_TEXT PROVIDED:_
Throughout this application, various publications, patents, and published patent applications are referred to by an identifying citation; full citations for these documents may be found at the end of the specification. The disclosure of the publications, patents, and published patent specifications referred in this application are hereby incorporated by reference into the present disclosure.
Glass is an inorganic product of fusion that has cooled to a rigid condition without crystallizing (ASTM C-162). The most common glasses are silicate glasses. The basic structural unit of silicate glasses is the silicon-oxygen tetrahedron in which a silicon atom is tetrahedrally coordinated to four surrounding oxygen atoms. Similar to the crystalline silicates, the SiO4 tetrahedra in the silicate glasses are found in a variety of configurations depending on the oxygen-to-silicon ratio in the glass compositions.

_BRIEF 1:_
In the passage on glass, replace "silicate glasses" with "silica-based glasses" and write out everything from "Glass is an" down to "the glass compositions.".
_BRIEF 2:_
Condense the paragraph of the passage on glass that begins "Glass is an inorganic product of fusion" into a shorter version that keeps its main facts.
The material that comes next has no connection to the passage on glass.

_PROVIDED MATERIAL:_
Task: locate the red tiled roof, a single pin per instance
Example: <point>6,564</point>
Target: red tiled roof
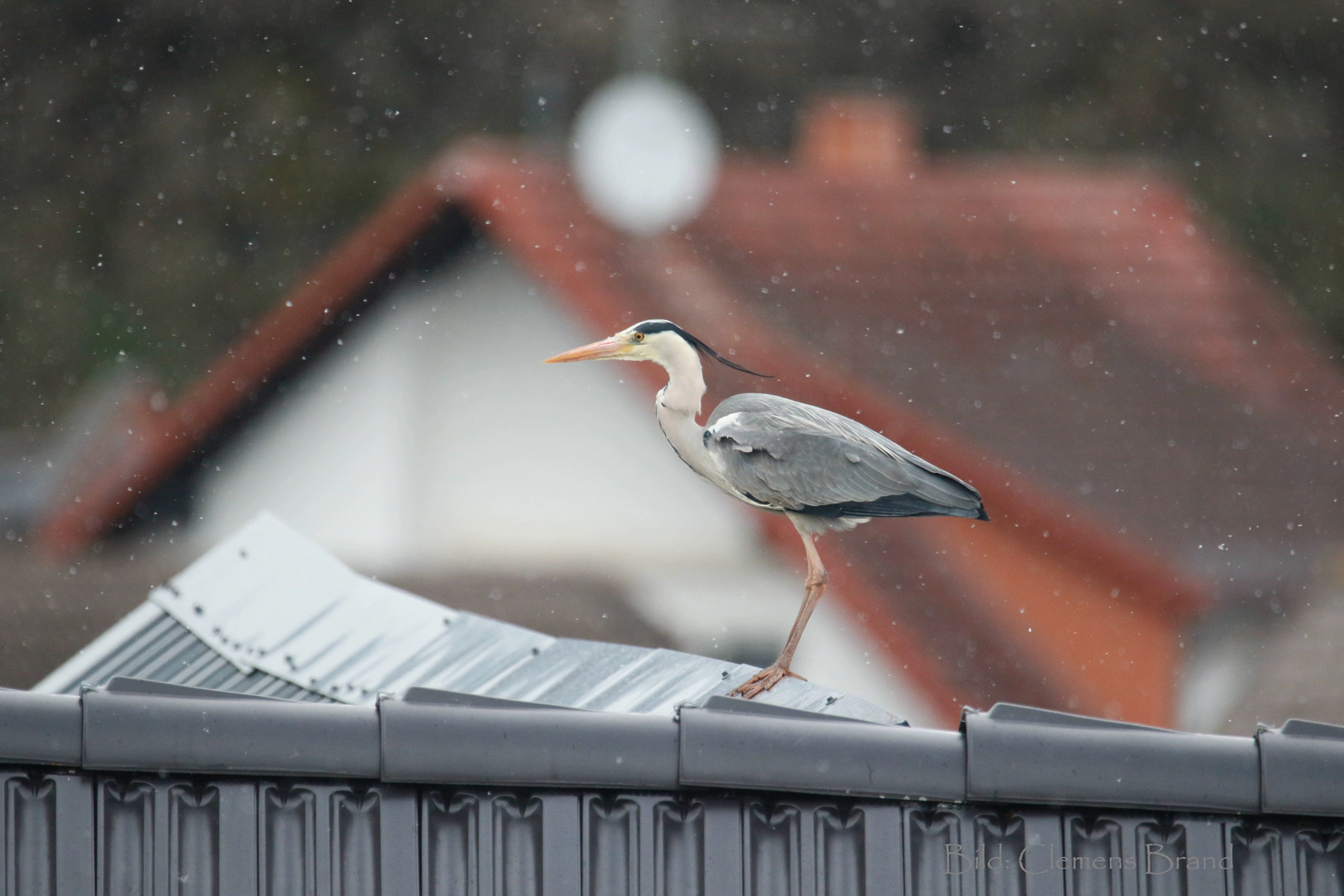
<point>1014,286</point>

_EXERCISE ANSWER 1:_
Glass is an inorganic product of fusion that has cooled to a rigid condition without crystallizing (ASTM C-162). The most common glasses are silica-based glasses. The basic structural unit of silica-based glasses is the silicon-oxygen tetrahedron in which a silicon atom is tetrahedrally coordinated to four surrounding oxygen atoms. Similar to the crystalline silicates, the SiO4 tetrahedra in the silica-based glasses are found in a variety of configurations depending on the oxygen-to-silicon ratio in the glass compositions.

_EXERCISE ANSWER 2:_
Glass is an inorganic fusion product that has cooled to a rigid state without crystallizing (ASTM C-162). Silicate glasses are the most common kind. Their basic structural unit is the silicon-oxygen tetrahedron, in which one silicon atom is bonded to four oxygen atoms. As in crystalline silicates, the arrangement of these SiO4 tetrahedra depends on the glass's oxygen-to-silicon ratio.